He excited audiences with reports about African Kingdoms of Mali, Ghana, Benin, Zimbabwe, and the Oyo Empire. He announced that the University of Timbuktu had existed when Europeans were still barbarians. For Jamaica whose Black population constituted over 90 per cent of the population and a tradition of slave revolts, these speeches alarmed European immigrants who owned the most fertile land.

Rodney was deported from Jamaica. Fidel Castro asked President Julius Nyerere to employ him at the University of Dares Salaam where he met Marxist scholars from Eastern Europe, notably: Tamas Tzentes. He turned from emphasis on psychological and cultural power to Africa’s economic power.

Julius Kambarage Nyerere, however, asserted that African culture was rooted in Socialism and Karl Marx celebration of capitalism accepted its cruelties, selfishness and exploitation of Africa. Africa’s independence came with the responsibility to be intellectually self-reliant.

__EXTRACTED INFORMATION__.
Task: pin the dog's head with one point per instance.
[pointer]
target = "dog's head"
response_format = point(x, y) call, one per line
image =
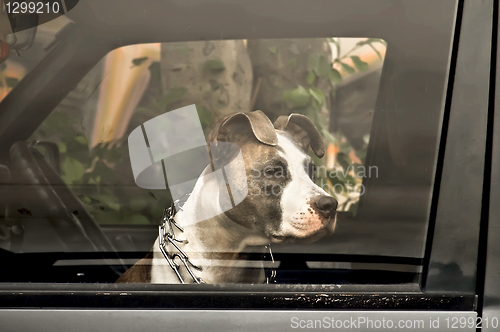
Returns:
point(283, 202)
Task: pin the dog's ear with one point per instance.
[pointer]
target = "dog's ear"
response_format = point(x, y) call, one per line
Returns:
point(238, 126)
point(303, 131)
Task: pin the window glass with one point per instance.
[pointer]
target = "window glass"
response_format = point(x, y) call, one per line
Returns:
point(331, 82)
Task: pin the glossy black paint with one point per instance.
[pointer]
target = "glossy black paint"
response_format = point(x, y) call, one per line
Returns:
point(459, 205)
point(490, 290)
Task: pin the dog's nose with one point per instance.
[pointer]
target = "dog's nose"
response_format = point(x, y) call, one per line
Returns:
point(327, 206)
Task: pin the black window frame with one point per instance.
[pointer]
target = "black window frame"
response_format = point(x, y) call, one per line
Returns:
point(239, 23)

__EXERCISE A__. Do these statements agree with the passage on Rodney? Answer yes or no for each, and quote the words of the passage that settle it. (i) Rodney was deported from Jamaica. (ii) Jamaica's Black population made up less than half of its population. (iii) Nyerere held that African culture was rooted in capitalism.
__EXERCISE B__. Please copy the passage on Rodney word for word, from "Rodney was deported" up to and including "Africa’s economic power.".
The rows have nothing to do with the passage on Rodney.

__ANSWER SPACE A__.
(i) Yes: "Rodney was deported from Jamaica."
(ii) No: "whose Black population constituted over 90 per cent of the population"
(iii) No: "asserted that African culture was rooted in Socialism"

__ANSWER SPACE B__.
Rodney was deported from Jamaica. Fidel Castro asked President Julius Nyerere to employ him at the University of Dares Salaam where he met Marxist scholars from Eastern Europe, notably: Tamas Tzentes. He turned from emphasis on psychological and cultural power to Africa’s economic power.